### INFORMATION SHOWN:
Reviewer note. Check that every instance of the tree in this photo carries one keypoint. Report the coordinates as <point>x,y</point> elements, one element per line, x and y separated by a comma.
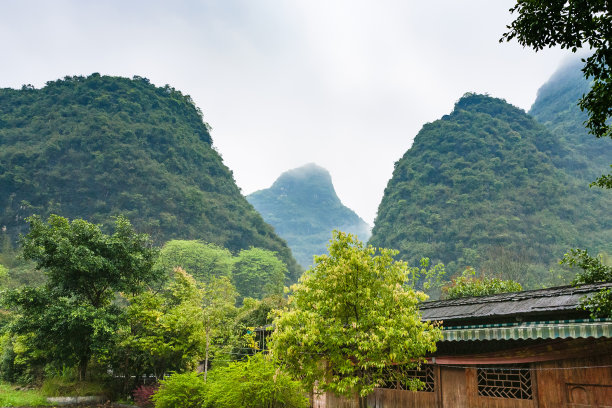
<point>258,273</point>
<point>72,317</point>
<point>162,332</point>
<point>573,24</point>
<point>218,302</point>
<point>353,318</point>
<point>594,270</point>
<point>256,382</point>
<point>201,260</point>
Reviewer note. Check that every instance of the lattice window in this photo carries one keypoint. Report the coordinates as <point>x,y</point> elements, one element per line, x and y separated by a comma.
<point>425,375</point>
<point>511,382</point>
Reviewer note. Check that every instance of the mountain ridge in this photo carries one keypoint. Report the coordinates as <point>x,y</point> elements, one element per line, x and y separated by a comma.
<point>303,207</point>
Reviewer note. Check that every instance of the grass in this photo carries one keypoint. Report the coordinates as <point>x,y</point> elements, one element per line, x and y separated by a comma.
<point>59,387</point>
<point>9,397</point>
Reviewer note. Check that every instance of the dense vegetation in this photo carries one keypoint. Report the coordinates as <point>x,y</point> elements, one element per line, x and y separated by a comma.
<point>108,304</point>
<point>485,187</point>
<point>304,209</point>
<point>556,107</point>
<point>96,147</point>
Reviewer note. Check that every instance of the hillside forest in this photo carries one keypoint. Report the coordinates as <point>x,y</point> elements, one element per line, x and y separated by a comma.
<point>129,253</point>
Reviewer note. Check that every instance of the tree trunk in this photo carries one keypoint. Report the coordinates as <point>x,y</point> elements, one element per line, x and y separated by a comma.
<point>84,361</point>
<point>206,356</point>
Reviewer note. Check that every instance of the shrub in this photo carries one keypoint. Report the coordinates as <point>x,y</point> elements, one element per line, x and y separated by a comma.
<point>468,285</point>
<point>143,395</point>
<point>185,390</point>
<point>256,382</point>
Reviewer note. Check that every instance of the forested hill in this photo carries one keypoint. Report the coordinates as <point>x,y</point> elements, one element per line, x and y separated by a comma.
<point>303,207</point>
<point>94,147</point>
<point>556,107</point>
<point>482,187</point>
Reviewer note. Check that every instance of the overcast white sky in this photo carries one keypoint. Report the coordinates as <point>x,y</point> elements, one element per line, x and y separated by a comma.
<point>346,84</point>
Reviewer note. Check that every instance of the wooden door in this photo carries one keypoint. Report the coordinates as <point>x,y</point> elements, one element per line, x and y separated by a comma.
<point>454,393</point>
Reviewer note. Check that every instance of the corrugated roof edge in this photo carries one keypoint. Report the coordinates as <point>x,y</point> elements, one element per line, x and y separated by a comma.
<point>513,296</point>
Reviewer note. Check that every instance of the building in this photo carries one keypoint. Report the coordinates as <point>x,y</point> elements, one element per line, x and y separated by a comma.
<point>534,348</point>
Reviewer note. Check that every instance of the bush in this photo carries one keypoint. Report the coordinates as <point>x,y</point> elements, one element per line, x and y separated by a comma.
<point>186,390</point>
<point>143,395</point>
<point>468,285</point>
<point>254,383</point>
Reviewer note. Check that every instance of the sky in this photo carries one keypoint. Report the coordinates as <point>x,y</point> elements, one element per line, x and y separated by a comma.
<point>346,84</point>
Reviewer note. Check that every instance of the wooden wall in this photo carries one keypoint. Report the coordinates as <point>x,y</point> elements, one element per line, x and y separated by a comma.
<point>563,384</point>
<point>556,384</point>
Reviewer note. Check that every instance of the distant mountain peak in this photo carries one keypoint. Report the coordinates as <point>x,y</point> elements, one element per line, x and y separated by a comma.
<point>310,182</point>
<point>303,207</point>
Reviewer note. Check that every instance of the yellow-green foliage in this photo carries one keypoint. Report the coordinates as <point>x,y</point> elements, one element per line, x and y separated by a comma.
<point>352,316</point>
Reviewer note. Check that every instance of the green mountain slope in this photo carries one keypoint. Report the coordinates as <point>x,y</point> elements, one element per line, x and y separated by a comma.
<point>100,146</point>
<point>482,184</point>
<point>556,107</point>
<point>304,209</point>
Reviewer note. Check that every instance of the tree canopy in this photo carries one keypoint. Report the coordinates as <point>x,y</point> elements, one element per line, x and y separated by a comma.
<point>353,320</point>
<point>71,317</point>
<point>574,24</point>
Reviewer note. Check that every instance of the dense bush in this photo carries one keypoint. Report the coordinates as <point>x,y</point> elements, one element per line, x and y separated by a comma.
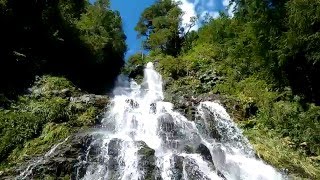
<point>82,41</point>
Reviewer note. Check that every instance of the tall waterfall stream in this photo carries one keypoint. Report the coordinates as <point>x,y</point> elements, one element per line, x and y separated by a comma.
<point>143,137</point>
<point>142,133</point>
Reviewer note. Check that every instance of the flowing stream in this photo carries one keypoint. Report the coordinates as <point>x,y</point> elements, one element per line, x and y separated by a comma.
<point>142,137</point>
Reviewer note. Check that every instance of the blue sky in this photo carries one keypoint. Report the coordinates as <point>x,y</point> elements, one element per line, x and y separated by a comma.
<point>131,10</point>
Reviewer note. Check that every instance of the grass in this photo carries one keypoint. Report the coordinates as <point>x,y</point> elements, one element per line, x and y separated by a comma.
<point>279,152</point>
<point>41,119</point>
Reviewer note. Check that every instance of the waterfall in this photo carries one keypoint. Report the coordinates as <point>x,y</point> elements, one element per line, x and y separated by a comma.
<point>142,137</point>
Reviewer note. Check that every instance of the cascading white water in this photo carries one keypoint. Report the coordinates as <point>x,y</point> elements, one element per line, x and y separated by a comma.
<point>144,138</point>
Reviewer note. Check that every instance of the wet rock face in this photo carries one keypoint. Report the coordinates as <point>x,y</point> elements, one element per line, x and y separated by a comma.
<point>146,161</point>
<point>96,100</point>
<point>61,163</point>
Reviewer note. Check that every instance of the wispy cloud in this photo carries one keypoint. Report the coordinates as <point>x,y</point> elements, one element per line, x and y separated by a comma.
<point>202,7</point>
<point>189,11</point>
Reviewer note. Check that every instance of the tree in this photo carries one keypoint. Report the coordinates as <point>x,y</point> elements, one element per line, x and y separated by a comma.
<point>159,25</point>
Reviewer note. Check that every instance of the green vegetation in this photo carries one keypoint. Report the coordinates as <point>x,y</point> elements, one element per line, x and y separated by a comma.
<point>265,62</point>
<point>75,39</point>
<point>37,121</point>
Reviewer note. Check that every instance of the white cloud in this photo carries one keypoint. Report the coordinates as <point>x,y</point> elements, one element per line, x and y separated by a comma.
<point>211,4</point>
<point>189,11</point>
<point>225,2</point>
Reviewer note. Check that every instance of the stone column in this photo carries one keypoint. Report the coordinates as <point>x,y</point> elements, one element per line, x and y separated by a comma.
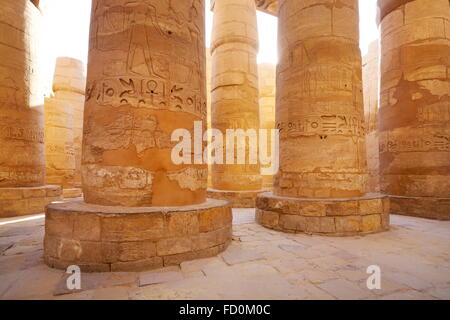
<point>22,156</point>
<point>59,146</point>
<point>320,187</point>
<point>234,96</point>
<point>370,82</point>
<point>141,210</point>
<point>266,75</point>
<point>69,85</point>
<point>415,107</point>
<point>208,104</point>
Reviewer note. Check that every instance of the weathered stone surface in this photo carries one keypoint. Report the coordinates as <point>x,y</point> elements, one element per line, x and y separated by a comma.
<point>344,217</point>
<point>69,85</point>
<point>59,143</point>
<point>22,156</point>
<point>234,89</point>
<point>27,200</point>
<point>145,79</point>
<point>159,277</point>
<point>322,182</point>
<point>131,239</point>
<point>370,84</point>
<point>319,101</point>
<point>238,199</point>
<point>267,92</point>
<point>414,106</point>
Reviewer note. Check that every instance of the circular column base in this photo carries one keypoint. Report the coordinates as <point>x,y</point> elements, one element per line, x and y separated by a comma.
<point>102,238</point>
<point>27,200</point>
<point>422,207</point>
<point>332,217</point>
<point>71,193</point>
<point>238,199</point>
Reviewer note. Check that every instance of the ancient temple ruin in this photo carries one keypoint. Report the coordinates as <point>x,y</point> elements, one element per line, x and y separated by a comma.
<point>360,138</point>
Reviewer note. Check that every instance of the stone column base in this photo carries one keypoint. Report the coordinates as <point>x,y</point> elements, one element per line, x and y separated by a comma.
<point>72,193</point>
<point>238,199</point>
<point>27,200</point>
<point>102,238</point>
<point>423,207</point>
<point>333,217</point>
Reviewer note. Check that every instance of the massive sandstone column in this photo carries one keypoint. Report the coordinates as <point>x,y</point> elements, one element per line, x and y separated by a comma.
<point>69,85</point>
<point>266,76</point>
<point>415,106</point>
<point>145,79</point>
<point>370,83</point>
<point>208,104</point>
<point>320,187</point>
<point>22,154</point>
<point>234,96</point>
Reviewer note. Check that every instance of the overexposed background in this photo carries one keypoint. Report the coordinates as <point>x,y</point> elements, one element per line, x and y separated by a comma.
<point>66,30</point>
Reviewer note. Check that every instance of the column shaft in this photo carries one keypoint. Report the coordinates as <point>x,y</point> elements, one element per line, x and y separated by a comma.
<point>415,107</point>
<point>146,78</point>
<point>22,154</point>
<point>370,80</point>
<point>235,87</point>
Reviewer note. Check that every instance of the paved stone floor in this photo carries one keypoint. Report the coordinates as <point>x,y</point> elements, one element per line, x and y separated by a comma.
<point>414,257</point>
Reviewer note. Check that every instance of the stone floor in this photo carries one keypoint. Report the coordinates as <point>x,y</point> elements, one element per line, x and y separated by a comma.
<point>414,257</point>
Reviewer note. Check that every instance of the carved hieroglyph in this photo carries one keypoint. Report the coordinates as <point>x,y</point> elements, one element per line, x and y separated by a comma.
<point>69,85</point>
<point>266,75</point>
<point>146,78</point>
<point>22,157</point>
<point>321,185</point>
<point>370,83</point>
<point>59,143</point>
<point>22,154</point>
<point>319,101</point>
<point>234,87</point>
<point>208,102</point>
<point>415,105</point>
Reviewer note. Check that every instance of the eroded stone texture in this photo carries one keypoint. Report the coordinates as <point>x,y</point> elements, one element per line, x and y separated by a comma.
<point>319,111</point>
<point>319,101</point>
<point>100,238</point>
<point>69,85</point>
<point>266,76</point>
<point>59,146</point>
<point>22,160</point>
<point>208,102</point>
<point>415,106</point>
<point>370,82</point>
<point>235,87</point>
<point>22,156</point>
<point>146,78</point>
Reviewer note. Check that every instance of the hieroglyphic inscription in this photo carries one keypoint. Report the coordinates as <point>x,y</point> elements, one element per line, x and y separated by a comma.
<point>147,93</point>
<point>323,125</point>
<point>409,143</point>
<point>19,133</point>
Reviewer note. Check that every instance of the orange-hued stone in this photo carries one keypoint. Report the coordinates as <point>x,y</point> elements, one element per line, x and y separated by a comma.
<point>319,101</point>
<point>145,79</point>
<point>415,106</point>
<point>208,103</point>
<point>22,154</point>
<point>59,143</point>
<point>234,87</point>
<point>321,185</point>
<point>370,82</point>
<point>141,210</point>
<point>22,157</point>
<point>267,88</point>
<point>69,85</point>
<point>234,96</point>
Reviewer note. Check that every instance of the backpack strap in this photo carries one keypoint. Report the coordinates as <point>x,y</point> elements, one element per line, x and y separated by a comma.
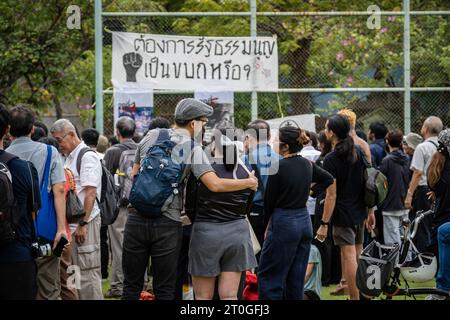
<point>44,182</point>
<point>79,158</point>
<point>258,176</point>
<point>363,156</point>
<point>163,135</point>
<point>6,157</point>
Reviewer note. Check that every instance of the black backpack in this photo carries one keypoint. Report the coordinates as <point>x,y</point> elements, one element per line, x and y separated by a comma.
<point>8,218</point>
<point>108,203</point>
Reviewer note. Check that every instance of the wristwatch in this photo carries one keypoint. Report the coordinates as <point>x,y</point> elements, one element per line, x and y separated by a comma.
<point>82,223</point>
<point>323,223</point>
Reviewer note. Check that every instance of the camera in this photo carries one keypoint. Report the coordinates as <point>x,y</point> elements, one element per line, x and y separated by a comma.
<point>40,249</point>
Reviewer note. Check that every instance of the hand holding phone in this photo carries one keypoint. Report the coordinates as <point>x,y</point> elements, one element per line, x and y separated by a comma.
<point>60,247</point>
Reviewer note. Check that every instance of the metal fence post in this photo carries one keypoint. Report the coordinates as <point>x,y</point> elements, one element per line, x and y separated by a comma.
<point>98,66</point>
<point>407,66</point>
<point>253,32</point>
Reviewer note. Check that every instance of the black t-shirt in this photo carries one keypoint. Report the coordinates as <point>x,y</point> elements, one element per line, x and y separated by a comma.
<point>290,187</point>
<point>222,206</point>
<point>442,192</point>
<point>350,209</point>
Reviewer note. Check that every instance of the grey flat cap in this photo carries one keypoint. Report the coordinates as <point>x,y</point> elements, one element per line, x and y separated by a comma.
<point>189,109</point>
<point>413,140</point>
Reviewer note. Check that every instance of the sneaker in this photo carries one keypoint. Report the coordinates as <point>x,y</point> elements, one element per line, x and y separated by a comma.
<point>112,294</point>
<point>341,290</point>
<point>435,297</point>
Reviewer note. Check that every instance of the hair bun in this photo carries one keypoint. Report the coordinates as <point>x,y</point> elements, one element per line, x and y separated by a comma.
<point>303,137</point>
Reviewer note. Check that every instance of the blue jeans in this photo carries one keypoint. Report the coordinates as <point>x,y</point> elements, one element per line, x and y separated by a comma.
<point>159,239</point>
<point>443,277</point>
<point>284,256</point>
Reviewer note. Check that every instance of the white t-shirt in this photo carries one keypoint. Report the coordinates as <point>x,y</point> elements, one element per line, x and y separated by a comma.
<point>422,157</point>
<point>90,176</point>
<point>311,154</point>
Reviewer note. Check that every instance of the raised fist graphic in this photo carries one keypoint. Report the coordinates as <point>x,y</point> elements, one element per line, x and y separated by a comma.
<point>132,62</point>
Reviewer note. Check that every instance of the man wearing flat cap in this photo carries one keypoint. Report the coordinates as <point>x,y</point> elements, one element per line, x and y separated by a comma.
<point>160,238</point>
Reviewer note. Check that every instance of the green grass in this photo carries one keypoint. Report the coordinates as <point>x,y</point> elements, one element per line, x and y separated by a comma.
<point>431,284</point>
<point>326,291</point>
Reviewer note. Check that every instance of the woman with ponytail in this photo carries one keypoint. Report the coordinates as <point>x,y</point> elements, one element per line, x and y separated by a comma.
<point>288,237</point>
<point>439,182</point>
<point>344,204</point>
<point>220,245</point>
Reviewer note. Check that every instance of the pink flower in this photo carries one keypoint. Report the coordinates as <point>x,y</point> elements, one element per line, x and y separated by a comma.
<point>345,42</point>
<point>391,18</point>
<point>349,80</point>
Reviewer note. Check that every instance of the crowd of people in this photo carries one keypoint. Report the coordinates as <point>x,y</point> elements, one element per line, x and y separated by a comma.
<point>290,209</point>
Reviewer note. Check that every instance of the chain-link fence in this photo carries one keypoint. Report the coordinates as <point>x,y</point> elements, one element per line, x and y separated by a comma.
<point>320,53</point>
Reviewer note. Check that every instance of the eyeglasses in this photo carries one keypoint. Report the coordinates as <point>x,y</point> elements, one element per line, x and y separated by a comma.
<point>61,139</point>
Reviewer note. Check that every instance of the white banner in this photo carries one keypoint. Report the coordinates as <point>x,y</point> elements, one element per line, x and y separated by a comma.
<point>134,104</point>
<point>194,63</point>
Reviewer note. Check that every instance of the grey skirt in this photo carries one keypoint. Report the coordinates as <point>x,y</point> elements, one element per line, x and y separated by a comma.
<point>220,247</point>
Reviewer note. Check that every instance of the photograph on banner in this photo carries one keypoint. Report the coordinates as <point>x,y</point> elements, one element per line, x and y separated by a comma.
<point>223,106</point>
<point>134,104</point>
<point>194,63</point>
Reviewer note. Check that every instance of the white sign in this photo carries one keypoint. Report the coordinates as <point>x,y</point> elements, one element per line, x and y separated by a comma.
<point>194,63</point>
<point>136,105</point>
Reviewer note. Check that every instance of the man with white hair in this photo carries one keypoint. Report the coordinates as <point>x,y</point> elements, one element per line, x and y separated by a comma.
<point>86,246</point>
<point>416,197</point>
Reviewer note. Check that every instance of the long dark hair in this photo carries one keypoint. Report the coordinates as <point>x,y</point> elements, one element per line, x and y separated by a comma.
<point>293,137</point>
<point>326,144</point>
<point>345,148</point>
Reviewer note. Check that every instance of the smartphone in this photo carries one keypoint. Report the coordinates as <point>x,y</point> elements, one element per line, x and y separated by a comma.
<point>60,247</point>
<point>319,239</point>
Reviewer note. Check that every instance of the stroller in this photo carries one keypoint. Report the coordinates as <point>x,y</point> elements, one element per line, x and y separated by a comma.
<point>380,267</point>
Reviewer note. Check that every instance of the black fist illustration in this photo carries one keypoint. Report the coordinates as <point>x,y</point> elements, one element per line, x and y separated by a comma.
<point>132,62</point>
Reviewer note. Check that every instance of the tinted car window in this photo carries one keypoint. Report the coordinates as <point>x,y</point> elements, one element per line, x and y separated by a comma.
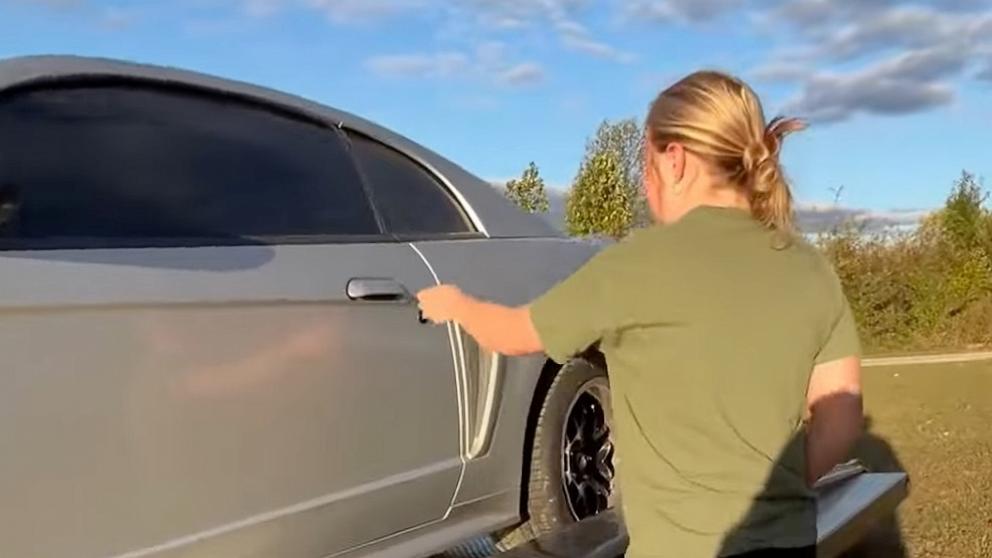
<point>141,162</point>
<point>410,200</point>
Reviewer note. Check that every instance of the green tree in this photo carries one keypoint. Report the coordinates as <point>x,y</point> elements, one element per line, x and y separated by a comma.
<point>527,192</point>
<point>611,170</point>
<point>600,201</point>
<point>964,221</point>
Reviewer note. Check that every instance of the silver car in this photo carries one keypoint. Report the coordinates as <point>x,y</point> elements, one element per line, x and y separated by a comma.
<point>210,344</point>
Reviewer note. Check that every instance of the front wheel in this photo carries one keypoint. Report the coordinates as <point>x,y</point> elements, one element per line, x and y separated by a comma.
<point>572,455</point>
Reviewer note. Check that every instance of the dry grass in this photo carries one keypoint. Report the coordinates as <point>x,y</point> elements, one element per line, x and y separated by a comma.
<point>934,421</point>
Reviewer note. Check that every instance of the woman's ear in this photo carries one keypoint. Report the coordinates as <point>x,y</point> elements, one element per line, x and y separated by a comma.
<point>675,159</point>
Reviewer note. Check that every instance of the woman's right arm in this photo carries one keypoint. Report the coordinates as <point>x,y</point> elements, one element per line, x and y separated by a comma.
<point>836,418</point>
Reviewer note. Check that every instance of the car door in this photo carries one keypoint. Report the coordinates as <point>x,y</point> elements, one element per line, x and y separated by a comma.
<point>210,348</point>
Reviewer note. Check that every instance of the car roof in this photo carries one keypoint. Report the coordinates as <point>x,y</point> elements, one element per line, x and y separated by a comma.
<point>488,208</point>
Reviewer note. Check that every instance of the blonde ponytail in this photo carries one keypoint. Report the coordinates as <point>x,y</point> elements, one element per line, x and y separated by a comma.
<point>764,182</point>
<point>719,118</point>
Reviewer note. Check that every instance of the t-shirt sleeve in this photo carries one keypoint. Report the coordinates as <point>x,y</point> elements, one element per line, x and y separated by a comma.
<point>842,341</point>
<point>576,313</point>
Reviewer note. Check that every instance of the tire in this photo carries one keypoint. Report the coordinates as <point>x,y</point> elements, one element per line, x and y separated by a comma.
<point>551,500</point>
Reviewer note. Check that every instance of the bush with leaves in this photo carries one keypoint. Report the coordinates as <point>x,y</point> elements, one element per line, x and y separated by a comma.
<point>611,169</point>
<point>599,203</point>
<point>927,289</point>
<point>527,192</point>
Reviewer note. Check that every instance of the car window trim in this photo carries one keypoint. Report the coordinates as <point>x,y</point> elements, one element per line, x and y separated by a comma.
<point>127,243</point>
<point>454,196</point>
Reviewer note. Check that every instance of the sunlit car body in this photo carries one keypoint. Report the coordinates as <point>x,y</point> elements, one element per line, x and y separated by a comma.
<point>210,346</point>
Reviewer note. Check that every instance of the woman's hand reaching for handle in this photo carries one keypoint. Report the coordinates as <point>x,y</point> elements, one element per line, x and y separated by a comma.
<point>441,304</point>
<point>502,329</point>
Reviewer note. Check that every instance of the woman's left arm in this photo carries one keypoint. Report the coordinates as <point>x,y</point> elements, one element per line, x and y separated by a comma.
<point>503,329</point>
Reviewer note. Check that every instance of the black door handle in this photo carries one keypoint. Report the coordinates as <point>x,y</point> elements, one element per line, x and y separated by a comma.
<point>377,290</point>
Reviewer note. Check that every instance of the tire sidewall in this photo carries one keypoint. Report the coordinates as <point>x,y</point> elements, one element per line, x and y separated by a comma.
<point>547,499</point>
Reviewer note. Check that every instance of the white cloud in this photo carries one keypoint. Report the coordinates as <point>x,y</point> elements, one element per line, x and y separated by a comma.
<point>262,8</point>
<point>440,64</point>
<point>686,11</point>
<point>906,58</point>
<point>522,74</point>
<point>350,11</point>
<point>487,62</point>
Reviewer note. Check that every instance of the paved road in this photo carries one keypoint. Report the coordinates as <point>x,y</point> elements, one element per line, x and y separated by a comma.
<point>928,359</point>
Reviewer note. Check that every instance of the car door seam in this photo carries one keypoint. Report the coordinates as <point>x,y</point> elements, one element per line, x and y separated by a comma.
<point>458,357</point>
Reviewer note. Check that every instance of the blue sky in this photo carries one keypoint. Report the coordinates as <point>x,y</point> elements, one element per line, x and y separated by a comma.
<point>899,93</point>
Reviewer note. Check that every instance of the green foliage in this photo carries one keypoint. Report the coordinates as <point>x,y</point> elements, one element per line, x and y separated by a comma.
<point>606,198</point>
<point>927,289</point>
<point>600,201</point>
<point>527,192</point>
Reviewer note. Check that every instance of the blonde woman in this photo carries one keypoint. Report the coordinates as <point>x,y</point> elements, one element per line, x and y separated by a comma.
<point>722,331</point>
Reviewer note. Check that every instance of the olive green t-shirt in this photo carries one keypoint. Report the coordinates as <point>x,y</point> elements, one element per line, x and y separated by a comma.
<point>710,327</point>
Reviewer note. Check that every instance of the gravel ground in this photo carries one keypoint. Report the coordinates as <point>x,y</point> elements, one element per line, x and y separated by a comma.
<point>935,422</point>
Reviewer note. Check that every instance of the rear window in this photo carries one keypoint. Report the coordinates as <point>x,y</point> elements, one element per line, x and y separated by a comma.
<point>142,162</point>
<point>411,200</point>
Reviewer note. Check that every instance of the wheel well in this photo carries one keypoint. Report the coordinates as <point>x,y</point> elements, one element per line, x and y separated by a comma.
<point>548,373</point>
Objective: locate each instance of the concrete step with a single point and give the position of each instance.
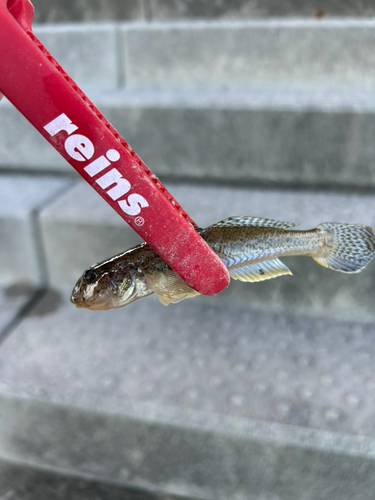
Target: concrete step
(208, 53)
(203, 401)
(20, 481)
(270, 101)
(300, 137)
(21, 199)
(79, 229)
(114, 10)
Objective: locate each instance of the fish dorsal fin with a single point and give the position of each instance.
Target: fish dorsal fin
(260, 271)
(245, 220)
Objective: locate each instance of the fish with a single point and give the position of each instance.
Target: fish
(250, 248)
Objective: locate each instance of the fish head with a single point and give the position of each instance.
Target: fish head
(106, 287)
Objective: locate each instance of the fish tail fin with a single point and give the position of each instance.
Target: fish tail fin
(349, 247)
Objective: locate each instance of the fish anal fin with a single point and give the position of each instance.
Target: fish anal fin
(244, 220)
(259, 271)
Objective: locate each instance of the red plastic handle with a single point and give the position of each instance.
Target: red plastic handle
(45, 94)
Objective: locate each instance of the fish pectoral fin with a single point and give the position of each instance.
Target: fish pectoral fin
(246, 220)
(259, 271)
(167, 299)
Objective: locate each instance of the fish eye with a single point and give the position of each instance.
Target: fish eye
(90, 276)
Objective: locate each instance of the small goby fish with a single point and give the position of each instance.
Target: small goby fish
(250, 247)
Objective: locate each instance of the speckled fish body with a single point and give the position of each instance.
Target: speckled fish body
(250, 247)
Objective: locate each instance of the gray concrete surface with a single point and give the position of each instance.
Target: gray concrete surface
(20, 481)
(206, 402)
(63, 11)
(268, 135)
(89, 54)
(298, 52)
(271, 101)
(20, 199)
(79, 229)
(240, 9)
(13, 299)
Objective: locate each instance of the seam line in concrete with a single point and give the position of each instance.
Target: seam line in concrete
(120, 57)
(252, 23)
(22, 312)
(39, 249)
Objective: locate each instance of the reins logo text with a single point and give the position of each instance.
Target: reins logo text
(80, 148)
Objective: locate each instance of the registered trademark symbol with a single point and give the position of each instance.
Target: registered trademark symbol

### PROMPT:
Since the pictures are not part of the copy, please transcribe only the lines above from the one with "Reviewer note. Check that every instance of the gravel" through the one with "Objective: locate each instance of the fish tail", exactly and with both ends.

### YOUR RESPONSE:
Reviewer note. Check that every instance of the gravel ground in this photo carries one keypoint. Report the coordinates as <point>x,y</point> elements, one element per line, x and y separated by a comma.
<point>935,422</point>
Reviewer note. Check that every instance of the rear window in this photo carries one keypoint. Report the coordinates as <point>x,y</point> elements, one element per line, x and y separated by a comma.
<point>142,162</point>
<point>411,200</point>
Reviewer note. Check that every instance of the wheel well in this photo carries one keypoint. Report the coordinates as <point>x,y</point> elements, one element per line, x and y separated by a comma.
<point>548,373</point>
Objective: locate each instance of the concrete step with a single point and give the position of each instance.
Target: concrete step
(208, 53)
(203, 401)
(20, 481)
(270, 101)
(300, 137)
(21, 199)
(79, 229)
(114, 10)
Objective: locate each instance of the fish dorsal fin with a single point and give the position of each instance.
Target: fish dorsal fin
(260, 271)
(245, 220)
Objective: locate each instance of the fish with a single point and give the position of each instance.
Target: fish
(250, 248)
Objective: locate each instance of the fish head with a single point and give the position of each instance.
Target: fish head
(106, 287)
Objective: locate each instance of the fish tail fin with a single point and give the position of each instance.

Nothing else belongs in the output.